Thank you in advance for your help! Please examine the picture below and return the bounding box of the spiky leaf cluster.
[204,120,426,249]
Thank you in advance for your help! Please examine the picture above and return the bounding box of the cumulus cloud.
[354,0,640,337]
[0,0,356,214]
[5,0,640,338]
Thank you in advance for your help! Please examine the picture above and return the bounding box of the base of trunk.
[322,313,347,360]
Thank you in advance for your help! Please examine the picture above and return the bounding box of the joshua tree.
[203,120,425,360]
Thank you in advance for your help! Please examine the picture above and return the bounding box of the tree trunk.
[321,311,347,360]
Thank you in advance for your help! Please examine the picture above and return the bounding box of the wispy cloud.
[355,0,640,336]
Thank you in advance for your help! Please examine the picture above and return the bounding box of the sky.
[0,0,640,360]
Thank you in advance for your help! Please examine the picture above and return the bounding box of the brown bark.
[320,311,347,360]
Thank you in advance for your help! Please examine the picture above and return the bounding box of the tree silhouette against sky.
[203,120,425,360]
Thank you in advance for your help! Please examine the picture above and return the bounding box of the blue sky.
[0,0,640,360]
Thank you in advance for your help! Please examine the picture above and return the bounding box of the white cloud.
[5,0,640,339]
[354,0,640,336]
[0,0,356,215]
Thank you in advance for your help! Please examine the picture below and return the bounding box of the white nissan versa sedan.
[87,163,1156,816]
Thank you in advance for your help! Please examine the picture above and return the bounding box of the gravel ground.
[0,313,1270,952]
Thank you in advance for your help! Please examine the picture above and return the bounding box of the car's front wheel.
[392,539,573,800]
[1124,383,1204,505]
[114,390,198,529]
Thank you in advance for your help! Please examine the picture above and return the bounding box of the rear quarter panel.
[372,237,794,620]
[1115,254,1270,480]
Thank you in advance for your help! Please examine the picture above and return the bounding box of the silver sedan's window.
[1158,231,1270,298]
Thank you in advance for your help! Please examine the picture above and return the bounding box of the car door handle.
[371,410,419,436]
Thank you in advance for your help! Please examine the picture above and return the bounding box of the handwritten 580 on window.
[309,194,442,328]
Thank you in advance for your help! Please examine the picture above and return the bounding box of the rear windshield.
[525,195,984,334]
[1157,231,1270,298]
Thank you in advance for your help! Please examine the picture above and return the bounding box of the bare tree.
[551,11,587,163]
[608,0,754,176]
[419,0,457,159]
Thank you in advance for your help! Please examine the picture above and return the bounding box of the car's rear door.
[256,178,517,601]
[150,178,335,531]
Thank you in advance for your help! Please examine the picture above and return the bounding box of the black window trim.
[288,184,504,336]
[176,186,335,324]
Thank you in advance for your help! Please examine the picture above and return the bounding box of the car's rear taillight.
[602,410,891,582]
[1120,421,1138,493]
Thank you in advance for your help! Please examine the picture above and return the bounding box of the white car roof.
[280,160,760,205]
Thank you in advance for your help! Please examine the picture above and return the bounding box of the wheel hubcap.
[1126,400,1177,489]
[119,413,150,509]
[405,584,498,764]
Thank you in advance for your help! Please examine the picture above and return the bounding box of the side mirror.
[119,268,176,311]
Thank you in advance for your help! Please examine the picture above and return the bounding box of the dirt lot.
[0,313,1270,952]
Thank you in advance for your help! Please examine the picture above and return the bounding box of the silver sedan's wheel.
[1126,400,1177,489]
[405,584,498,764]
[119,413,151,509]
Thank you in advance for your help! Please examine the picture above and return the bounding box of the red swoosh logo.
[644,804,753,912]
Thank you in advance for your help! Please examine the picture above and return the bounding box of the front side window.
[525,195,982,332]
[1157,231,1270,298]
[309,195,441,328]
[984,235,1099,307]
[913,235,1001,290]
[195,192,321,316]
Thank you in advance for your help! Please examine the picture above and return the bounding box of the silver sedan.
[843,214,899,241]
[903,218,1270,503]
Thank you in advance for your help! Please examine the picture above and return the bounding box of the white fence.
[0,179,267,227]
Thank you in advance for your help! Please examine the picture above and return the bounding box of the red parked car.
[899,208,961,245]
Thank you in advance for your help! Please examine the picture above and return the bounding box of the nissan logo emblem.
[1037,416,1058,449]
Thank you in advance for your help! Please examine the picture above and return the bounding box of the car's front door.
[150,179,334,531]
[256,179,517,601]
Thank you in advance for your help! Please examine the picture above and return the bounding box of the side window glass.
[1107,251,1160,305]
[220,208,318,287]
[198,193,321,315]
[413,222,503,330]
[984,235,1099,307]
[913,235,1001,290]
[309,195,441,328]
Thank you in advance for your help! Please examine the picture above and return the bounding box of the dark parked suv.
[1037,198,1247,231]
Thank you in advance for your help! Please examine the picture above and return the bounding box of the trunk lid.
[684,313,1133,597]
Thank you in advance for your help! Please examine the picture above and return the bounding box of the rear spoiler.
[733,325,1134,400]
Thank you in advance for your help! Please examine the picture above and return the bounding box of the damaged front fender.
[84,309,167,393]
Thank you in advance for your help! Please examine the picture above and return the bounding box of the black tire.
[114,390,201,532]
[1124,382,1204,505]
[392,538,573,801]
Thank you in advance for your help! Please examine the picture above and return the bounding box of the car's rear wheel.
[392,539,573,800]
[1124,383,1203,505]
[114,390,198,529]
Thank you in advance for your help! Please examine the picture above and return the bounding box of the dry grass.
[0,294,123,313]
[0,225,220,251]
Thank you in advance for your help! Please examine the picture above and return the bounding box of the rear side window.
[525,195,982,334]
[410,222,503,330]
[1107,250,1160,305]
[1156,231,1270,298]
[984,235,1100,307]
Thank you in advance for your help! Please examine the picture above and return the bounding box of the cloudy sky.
:::
• [What you will do]: Can you write out all of the material above again, swapping "examine" for "inspect" and changing nothing else?

• [Task answer]:
Thank you in advance for your help! Please inspect the picture below and return the bounding box of the spiky leaf cluster.
[204,120,426,249]
Thank you in advance for your help! Please inspect the picture above and return the bounding box of the cumulus cloud.
[354,0,640,337]
[0,0,356,214]
[5,0,640,338]
Thank you in advance for your help! Please inspect the picture above and return the bounding box of the base of trunk.
[322,313,347,360]
Thank you in advance for your help! Please inspect the picture above and return the bounding box of the joshua tree.
[203,120,425,360]
Thank you in advance for your help! Please inspect the picture above and return the bounding box of the tree trunk.
[321,311,347,360]
Thank you in advance for your help! Please inspect the picture above and return the bounding box of the wispy cloud.
[355,0,640,336]
Thank you in advance for your help! Please inspect the picture above and return the bounding box of the sky.
[0,0,640,360]
Thank you in advance for your help! Please inspect the picture above and return the bounding box of the brown bark.
[320,311,347,360]
Thank you in advance for your help! Please inspect the picture above and return the bounding box of the tree silhouette against sky.
[203,120,425,360]
Thank you in advance for your help! Please inspect the picture above and return the bounding box of the blue sky.
[0,0,640,360]
Thank you in advance for your help! Please inspect the picture above and return the bounding box of the white cloud.
[5,0,640,339]
[354,0,640,336]
[0,0,356,215]
Thank you in advance for your help! Please inspect the picture below and return the bounding box of the white nissan versa sedan.
[87,163,1156,816]
Thank you in advance for your help! Please inspect the picture above and return the bounding box of the gravel ground.
[0,313,1270,952]
Thank you in advance for your help! Please inspect the picture above and return the bounding box of the car's front wheel.
[392,539,573,800]
[1124,383,1204,505]
[114,390,198,529]
Thank you in advance for your help! Please inspect the picture above and return the bounding box of the rear quarter panel.
[372,237,794,620]
[1115,254,1270,480]
Thank you in advance for your help! Please inspect the picture above and return the bounding box of the silver sedan's window.
[1158,231,1270,298]
Thank you in advance for your help! Please inspect the picture above and return the bounding box of the car door handle.
[371,410,419,436]
Thank you in advance for your help! Please inspect the picture above and return the bounding box of the handwritten 580 on window.
[309,194,442,328]
Thank you in advance for your help! Please inspect the picture above and return the bounding box of the rear windshield.
[525,195,984,334]
[1157,231,1270,298]
Thank you in advance for your help! Please inspect the picture above and return the bounding box of the bare tree.
[551,11,587,163]
[608,0,754,176]
[419,0,457,159]
Thank you in advance for your help! Please inspect the picture above and return the bounding box of the car's rear door.
[256,178,517,601]
[150,178,335,531]
Thank you in advance for your help! Please inspect the picture above and return the bounding box of the black window trim.
[288,184,504,336]
[176,186,335,324]
Thank you in advance for your help! Please inspect the picture above and return the bounding box of the car's rear taillight.
[602,410,891,582]
[1120,421,1138,493]
Thank you in advance for your help! Please inspect the picture above and return the bounding box of the white car roof.
[280,160,760,205]
Thank you in advance for your help! Please inspect the picture above and return the bounding box of the wheel hubcap.
[1126,400,1177,489]
[119,413,150,509]
[405,584,498,764]
Thank you in advance for your help! Please inspect the picture above and return the bounding box of the side mirror.
[119,268,176,311]
Thank you in advance for your help! Please inspect the picture above and return the bounding box of the dirt lot.
[0,313,1270,952]
Thank you in advance for your help! Please inspect the picture above and return the bounding box of the silver sedan's wheel.
[1126,400,1177,489]
[405,584,498,764]
[119,413,151,509]
Thank you in advance for your help! Please inspect the picture above and return the bounding box of the red swoosh logo.
[644,804,753,912]
Thank you in advance for your help! Please inspect the picture above and return the bounding box of the front side window.
[525,195,982,332]
[1157,231,1270,298]
[309,195,441,328]
[984,235,1099,307]
[913,235,1001,290]
[195,192,321,316]
Thank you in advance for your help! Please inspect the picture above and return the bounding box of the silver sedan.
[843,214,899,241]
[903,218,1270,503]
Thank you in advance for your help! Please inspect the picture above and return the bounding box of the white fence.
[0,179,267,227]
Thank you in advance for your help! Please inspect the picture above and return the bounding box of the red parked car.
[899,208,961,245]
Thank you in advance for your help! Please inspect the picture above and return the bounding box of the nissan logo emblem.
[1037,416,1058,449]
Thank you in advance for your help! Please inspect the picture above and return the bounding box of the car's front door.
[150,179,334,531]
[256,179,517,601]
Thank you in advance for your help! Please inspect the picture above and return the bounding box of the side window glass.
[1107,251,1160,305]
[220,208,318,287]
[198,193,321,315]
[413,222,503,330]
[984,235,1099,307]
[913,235,1001,290]
[309,195,441,328]
Thank you in advance for your help! Please inspect the picture above and return the bounding box of the dark parked suv.
[1037,198,1247,231]
Thank you in advance for your help! Please inspect the picture above and return the bounding box of the trunk lid.
[684,313,1133,597]
Thank you in advance for your help! Please inspect the picture above and return the bounding box of the rear spoiler.
[733,325,1134,400]
Thank you in advance for your help! Please inspect the picture above and return the bounding box of the damaged front fender.
[84,309,167,393]
Thank you in advance for your help! Please inspect the picture above and return the bounding box of the black tire.
[114,390,201,532]
[1124,382,1204,505]
[392,538,573,801]
Thank you in advance for your help! Please inspect the picture above and return the bounding box of the car's rear wheel.
[392,539,573,800]
[1124,383,1203,505]
[114,390,198,529]
Thank you in advance for your help! Please inspect the picture above and return the bounding box of the dry grass.
[0,294,123,313]
[0,225,220,251]
Thank you in advance for your help! Please inspect the picture above and return the bounding box of the rear side window.
[525,195,982,334]
[410,222,503,330]
[1107,250,1160,305]
[1156,231,1270,298]
[984,235,1100,307]
Thank you in advance for your help! Please inspect the picture above and return the bounding box of the cloudy sky.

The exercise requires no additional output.